--- Text under study Enclosed Below ---
Electronic – Why must flash memory be written/erased in pages/blocks

flashmemorynon-volatile-memorytransistors

Title says it all.

I'm trying to understand the workings of flash memory technologies, at the transistor level. After quite some research, I got good intuitions about floating-gate transistors, and how one injects electrons or remove them from the cell. I'm from a CS background, so my understanding of physical phenomena like tunneling or hot electron injection are probably quite shaky, but still I'm comfortable with it. I also got myself an idea about how one reads from either NOR or NAND memory layouts.

But I read everywhere that flash memory can only be erased in blocks units, and can only be written to in page units. However, I found no justification for this limitation, and I'm trying to get an intuition about why it is so.

Best Answer

The best answer I've found to your question is covered at How Flash Memory Works where it says:

The electrons in the cells of a flash-memory chip can be returned to normal ("1") by the application of an electric field, a higher-voltage charge. Flash memory uses in-circuit wiring to apply the electric field either to the entire chip or to predetermined sections known as blocks. This erases the targeted area of the chip, which can then be rewritten. Flash memory works much faster than traditional EEPROMs because instead of erasing one byte at a time, it erases a block or the entire chip, and then rewrites it.

I don't understand why the "in-circuit wiring" allow for bit level programming (switching from 1 to 0) but it might be related to the different way the transitions 1 to 0 is performed (programming via hot injection) compared to 0 to 1 transition (erasing via Fowler-Nordheim tunnelling).
--- End of Enclosed Text under study ---
• _Exercise tasks_
(1) According to the flash memory text, why does flash memory work faster than traditional EEPROMs? Answer in one to three sentences.
(2) Duplicate the stretch of the flash memory text from "Title says it" through "why it is so.".
--- The data Enclosed Below ---
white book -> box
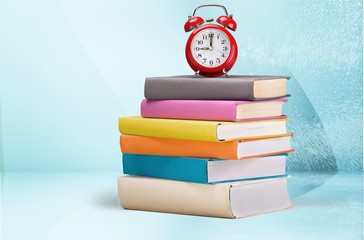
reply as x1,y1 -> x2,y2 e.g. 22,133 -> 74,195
118,176 -> 292,218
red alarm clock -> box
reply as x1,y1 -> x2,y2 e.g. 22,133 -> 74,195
184,4 -> 238,77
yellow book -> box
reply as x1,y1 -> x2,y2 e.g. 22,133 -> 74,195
119,117 -> 288,142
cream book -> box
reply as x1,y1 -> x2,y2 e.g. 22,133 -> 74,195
118,176 -> 292,218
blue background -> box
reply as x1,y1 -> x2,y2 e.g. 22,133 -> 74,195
0,0 -> 363,240
0,0 -> 363,170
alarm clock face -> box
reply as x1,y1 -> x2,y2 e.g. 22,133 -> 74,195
186,24 -> 238,77
191,29 -> 230,68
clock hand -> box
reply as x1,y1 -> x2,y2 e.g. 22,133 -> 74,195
209,33 -> 214,48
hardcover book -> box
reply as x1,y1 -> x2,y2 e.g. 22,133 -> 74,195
144,75 -> 289,100
141,98 -> 287,122
123,154 -> 286,184
120,133 -> 293,160
119,117 -> 288,142
118,176 -> 292,218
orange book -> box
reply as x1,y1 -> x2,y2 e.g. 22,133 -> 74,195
120,133 -> 293,160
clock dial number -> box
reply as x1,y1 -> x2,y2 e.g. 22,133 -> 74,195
191,29 -> 230,68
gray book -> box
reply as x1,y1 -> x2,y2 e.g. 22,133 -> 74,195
144,75 -> 290,100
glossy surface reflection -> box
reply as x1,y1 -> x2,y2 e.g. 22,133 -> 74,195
1,172 -> 363,240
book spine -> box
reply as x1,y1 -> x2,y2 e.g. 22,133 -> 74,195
144,78 -> 254,100
123,154 -> 208,183
120,135 -> 238,159
141,99 -> 237,121
119,117 -> 219,142
118,176 -> 233,218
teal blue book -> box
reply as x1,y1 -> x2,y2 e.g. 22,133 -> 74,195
123,154 -> 287,184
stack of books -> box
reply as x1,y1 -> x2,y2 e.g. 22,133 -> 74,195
118,76 -> 293,218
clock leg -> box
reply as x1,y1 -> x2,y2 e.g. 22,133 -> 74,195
222,68 -> 229,78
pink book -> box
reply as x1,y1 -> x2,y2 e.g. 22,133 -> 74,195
141,98 -> 288,122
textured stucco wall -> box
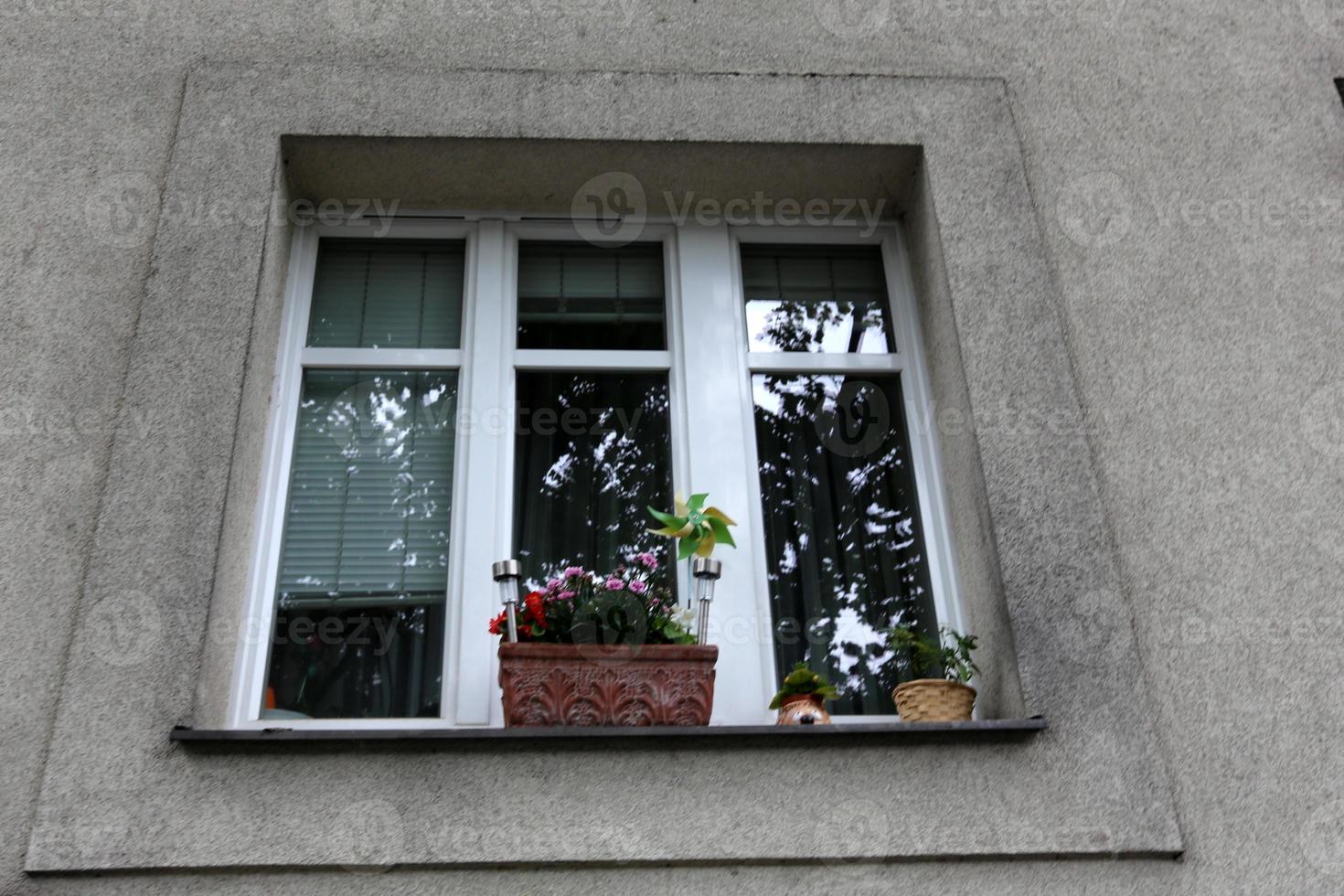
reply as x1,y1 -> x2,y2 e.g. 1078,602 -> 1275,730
0,0 -> 1344,893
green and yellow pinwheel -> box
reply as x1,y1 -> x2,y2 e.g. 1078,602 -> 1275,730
649,492 -> 738,560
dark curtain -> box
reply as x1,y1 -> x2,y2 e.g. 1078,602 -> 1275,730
514,371 -> 672,586
752,373 -> 937,713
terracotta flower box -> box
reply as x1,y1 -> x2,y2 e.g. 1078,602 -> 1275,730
500,642 -> 719,728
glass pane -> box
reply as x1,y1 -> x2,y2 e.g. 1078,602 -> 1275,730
265,371 -> 457,719
517,240 -> 667,350
752,373 -> 937,713
308,240 -> 465,348
741,243 -> 896,355
514,371 -> 672,584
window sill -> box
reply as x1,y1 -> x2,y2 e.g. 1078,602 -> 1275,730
168,716 -> 1047,747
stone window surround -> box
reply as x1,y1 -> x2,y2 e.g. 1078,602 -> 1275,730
27,65 -> 1181,872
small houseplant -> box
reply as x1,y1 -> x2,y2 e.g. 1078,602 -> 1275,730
770,662 -> 840,725
887,626 -> 980,721
491,553 -> 719,727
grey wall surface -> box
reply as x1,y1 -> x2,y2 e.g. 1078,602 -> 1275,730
0,0 -> 1344,893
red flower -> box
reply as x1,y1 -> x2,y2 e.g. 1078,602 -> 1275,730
491,591 -> 546,638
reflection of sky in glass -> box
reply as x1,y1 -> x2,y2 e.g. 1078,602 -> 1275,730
741,244 -> 896,355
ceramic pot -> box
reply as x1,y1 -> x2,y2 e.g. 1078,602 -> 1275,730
500,642 -> 719,728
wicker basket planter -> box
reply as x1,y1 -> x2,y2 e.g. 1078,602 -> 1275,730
498,642 -> 719,728
891,678 -> 976,721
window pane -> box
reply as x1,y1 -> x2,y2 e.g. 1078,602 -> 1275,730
752,373 -> 937,713
741,243 -> 896,355
308,240 -> 465,348
517,240 -> 667,350
514,371 -> 672,583
268,371 -> 457,718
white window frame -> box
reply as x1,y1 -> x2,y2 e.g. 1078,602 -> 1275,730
229,215 -> 964,731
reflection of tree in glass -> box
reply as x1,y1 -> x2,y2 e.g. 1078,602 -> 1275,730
752,375 -> 935,713
515,372 -> 672,596
752,297 -> 887,353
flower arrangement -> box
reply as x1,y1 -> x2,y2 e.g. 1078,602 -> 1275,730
491,553 -> 695,645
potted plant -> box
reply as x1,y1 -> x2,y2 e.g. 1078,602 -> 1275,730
491,553 -> 719,727
887,626 -> 980,721
770,662 -> 840,725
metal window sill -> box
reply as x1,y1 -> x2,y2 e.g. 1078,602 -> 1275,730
168,716 -> 1047,747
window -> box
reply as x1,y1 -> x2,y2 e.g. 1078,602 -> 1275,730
232,219 -> 958,727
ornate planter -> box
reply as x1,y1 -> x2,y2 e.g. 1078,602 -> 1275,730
500,642 -> 719,728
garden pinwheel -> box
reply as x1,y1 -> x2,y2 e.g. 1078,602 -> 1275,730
649,492 -> 738,560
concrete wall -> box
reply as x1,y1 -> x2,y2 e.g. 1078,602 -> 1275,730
0,0 -> 1344,893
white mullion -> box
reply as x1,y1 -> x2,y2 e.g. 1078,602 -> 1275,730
663,229 -> 692,606
747,352 -> 906,373
303,348 -> 463,371
677,223 -> 774,724
443,220 -> 514,727
229,227 -> 317,728
881,229 -> 965,632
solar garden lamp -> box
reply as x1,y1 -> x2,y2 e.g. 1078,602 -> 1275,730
491,559 -> 523,644
691,558 -> 723,644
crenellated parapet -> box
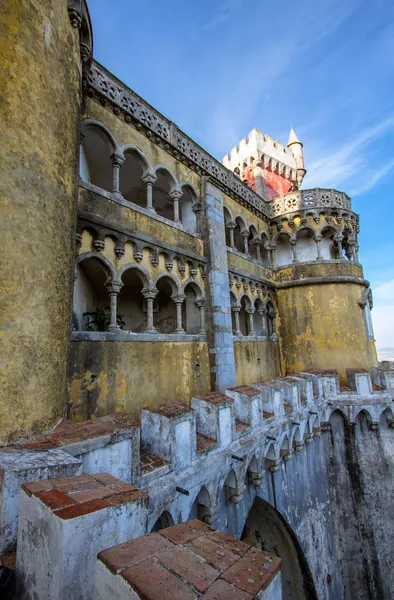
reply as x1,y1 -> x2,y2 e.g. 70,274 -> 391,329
271,188 -> 352,218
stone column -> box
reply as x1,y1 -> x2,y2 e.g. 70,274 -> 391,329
142,173 -> 157,212
106,281 -> 123,333
259,307 -> 268,337
170,190 -> 182,224
231,305 -> 242,335
268,244 -> 276,267
335,235 -> 343,259
172,294 -> 185,334
313,235 -> 323,260
111,152 -> 125,198
142,289 -> 158,333
290,239 -> 298,262
241,230 -> 249,254
227,221 -> 235,248
255,240 -> 261,262
202,177 -> 236,391
196,300 -> 207,335
246,308 -> 256,335
192,202 -> 202,233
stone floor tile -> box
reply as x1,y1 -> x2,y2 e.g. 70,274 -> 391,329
99,533 -> 175,573
200,579 -> 253,600
122,558 -> 196,600
158,546 -> 220,592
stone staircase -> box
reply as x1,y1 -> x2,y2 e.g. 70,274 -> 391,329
0,368 -> 394,600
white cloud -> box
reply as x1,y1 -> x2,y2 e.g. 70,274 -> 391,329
304,117 -> 394,190
201,0 -> 242,29
372,279 -> 394,349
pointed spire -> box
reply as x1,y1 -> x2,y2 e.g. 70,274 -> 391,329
287,128 -> 301,146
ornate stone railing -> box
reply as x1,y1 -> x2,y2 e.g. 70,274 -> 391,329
271,188 -> 352,217
88,61 -> 272,220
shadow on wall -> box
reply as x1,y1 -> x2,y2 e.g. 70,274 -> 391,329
241,498 -> 318,600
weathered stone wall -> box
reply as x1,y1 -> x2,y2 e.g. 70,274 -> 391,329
68,334 -> 210,421
246,411 -> 394,600
278,274 -> 377,381
0,0 -> 81,444
234,338 -> 281,385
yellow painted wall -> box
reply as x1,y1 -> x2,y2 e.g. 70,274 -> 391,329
0,0 -> 81,444
227,251 -> 274,281
68,341 -> 210,421
83,99 -> 201,192
234,340 -> 281,385
278,283 -> 377,381
78,188 -> 203,256
223,193 -> 268,233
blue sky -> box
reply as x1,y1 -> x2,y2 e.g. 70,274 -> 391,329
89,0 -> 394,348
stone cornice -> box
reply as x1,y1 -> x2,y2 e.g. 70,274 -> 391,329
271,188 -> 357,220
87,61 -> 273,222
274,275 -> 370,290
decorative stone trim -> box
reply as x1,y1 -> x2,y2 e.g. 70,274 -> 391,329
88,61 -> 271,222
275,275 -> 370,290
71,331 -> 207,342
272,188 -> 352,217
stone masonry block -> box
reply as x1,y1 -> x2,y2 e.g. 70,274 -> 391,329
346,369 -> 372,396
371,368 -> 394,392
96,520 -> 282,600
226,385 -> 262,428
304,369 -> 339,400
16,473 -> 148,600
0,448 -> 82,554
141,402 -> 196,469
253,381 -> 284,418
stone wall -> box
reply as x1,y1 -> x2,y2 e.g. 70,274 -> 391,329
68,334 -> 210,421
0,0 -> 81,444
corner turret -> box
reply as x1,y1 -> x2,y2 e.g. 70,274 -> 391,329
287,129 -> 306,189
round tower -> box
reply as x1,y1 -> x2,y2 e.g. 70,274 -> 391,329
287,129 -> 306,189
0,0 -> 92,444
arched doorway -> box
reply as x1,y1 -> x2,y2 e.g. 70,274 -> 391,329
241,497 -> 317,600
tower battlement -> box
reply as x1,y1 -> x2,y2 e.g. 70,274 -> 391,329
222,128 -> 306,201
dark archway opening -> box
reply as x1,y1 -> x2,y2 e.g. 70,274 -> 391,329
241,498 -> 318,600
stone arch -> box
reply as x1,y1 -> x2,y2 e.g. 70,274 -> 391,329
274,231 -> 293,267
179,181 -> 199,233
188,485 -> 213,525
319,225 -> 338,260
118,263 -> 154,288
154,272 -> 182,333
379,406 -> 394,429
118,263 -> 152,333
153,272 -> 181,294
266,300 -> 276,337
260,231 -> 270,266
354,408 -> 373,423
253,298 -> 266,336
223,204 -> 234,248
239,292 -> 253,336
119,144 -> 153,208
234,215 -> 247,254
182,279 -> 204,334
248,225 -> 260,260
73,252 -> 117,331
80,119 -> 117,192
150,510 -> 175,533
241,496 -> 318,600
152,165 -> 182,221
295,225 -> 317,262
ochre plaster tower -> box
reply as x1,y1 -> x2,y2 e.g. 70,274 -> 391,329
0,0 -> 92,444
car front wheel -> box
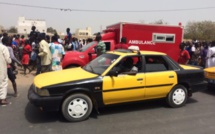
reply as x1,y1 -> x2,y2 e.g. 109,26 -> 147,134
62,94 -> 93,122
167,85 -> 188,108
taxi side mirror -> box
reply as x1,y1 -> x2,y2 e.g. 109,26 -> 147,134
108,67 -> 119,76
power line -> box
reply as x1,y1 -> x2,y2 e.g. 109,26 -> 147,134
0,2 -> 215,13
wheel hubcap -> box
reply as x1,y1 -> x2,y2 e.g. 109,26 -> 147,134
68,98 -> 88,118
173,89 -> 186,105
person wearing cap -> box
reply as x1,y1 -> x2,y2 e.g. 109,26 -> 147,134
95,33 -> 106,56
38,33 -> 52,73
178,43 -> 190,65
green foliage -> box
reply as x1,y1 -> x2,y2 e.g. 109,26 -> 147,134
184,21 -> 215,41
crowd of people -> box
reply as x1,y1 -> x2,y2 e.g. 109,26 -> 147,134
0,26 -> 215,105
178,40 -> 215,68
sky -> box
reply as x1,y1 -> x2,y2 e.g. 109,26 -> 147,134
0,0 -> 215,33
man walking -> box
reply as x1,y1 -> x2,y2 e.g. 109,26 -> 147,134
0,41 -> 11,106
38,33 -> 52,73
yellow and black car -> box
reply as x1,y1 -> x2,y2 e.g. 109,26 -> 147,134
204,67 -> 215,89
28,49 -> 207,121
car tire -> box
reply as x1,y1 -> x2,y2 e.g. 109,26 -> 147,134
167,85 -> 188,108
62,94 -> 93,122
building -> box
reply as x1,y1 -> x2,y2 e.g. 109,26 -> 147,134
17,17 -> 47,34
73,27 -> 93,39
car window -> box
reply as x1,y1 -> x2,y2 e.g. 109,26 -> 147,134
109,56 -> 143,74
145,56 -> 172,72
83,53 -> 119,75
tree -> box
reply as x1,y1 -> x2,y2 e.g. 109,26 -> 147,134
184,21 -> 215,41
8,26 -> 17,33
47,27 -> 57,34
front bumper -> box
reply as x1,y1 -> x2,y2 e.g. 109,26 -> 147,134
206,79 -> 215,89
191,81 -> 208,93
28,85 -> 63,111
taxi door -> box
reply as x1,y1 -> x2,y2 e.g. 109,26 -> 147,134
102,72 -> 145,105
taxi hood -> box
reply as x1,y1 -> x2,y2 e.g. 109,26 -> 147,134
180,64 -> 203,70
34,67 -> 98,88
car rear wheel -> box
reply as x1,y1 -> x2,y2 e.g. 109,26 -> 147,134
62,94 -> 93,122
167,85 -> 188,108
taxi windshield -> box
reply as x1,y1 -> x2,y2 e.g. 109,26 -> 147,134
83,54 -> 119,75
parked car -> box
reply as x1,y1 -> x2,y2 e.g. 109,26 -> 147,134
204,67 -> 215,89
28,49 -> 207,122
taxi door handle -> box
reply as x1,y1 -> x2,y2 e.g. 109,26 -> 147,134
169,75 -> 174,78
137,78 -> 143,81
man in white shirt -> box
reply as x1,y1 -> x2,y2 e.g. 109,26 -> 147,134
0,44 -> 11,106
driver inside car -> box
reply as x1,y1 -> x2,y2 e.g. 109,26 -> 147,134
116,57 -> 138,73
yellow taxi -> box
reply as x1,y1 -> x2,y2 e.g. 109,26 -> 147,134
28,49 -> 207,122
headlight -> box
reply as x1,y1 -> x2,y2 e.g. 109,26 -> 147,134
79,55 -> 84,59
36,88 -> 50,96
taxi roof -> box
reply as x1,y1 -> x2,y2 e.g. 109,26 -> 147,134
107,49 -> 166,56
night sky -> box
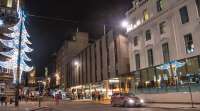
--- End of Enclosed The data ---
• _Expected results_
(1) Flash memory works faster than traditional EEPROMs because it does not erase one byte at a time. Instead, it erases a block or the entire chip and then rewrites it.

(2)
Title says it all.

I'm trying to understand the workings of flash memory technologies, at the transistor level. After quite some research, I got good intuitions about floating-gate transistors, and how one injects electrons or remove them from the cell. I'm from a CS background, so my understanding of physical phenomena like tunneling or hot electron injection are probably quite shaky, but still I'm comfortable with it. I also got myself an idea about how one reads from either NOR or NAND memory layouts.

But I read everywhere that flash memory can only be erased in blocks units, and can only be written to in page units. However, I found no justification for this limitation, and I'm trying to get an intuition about why it is so.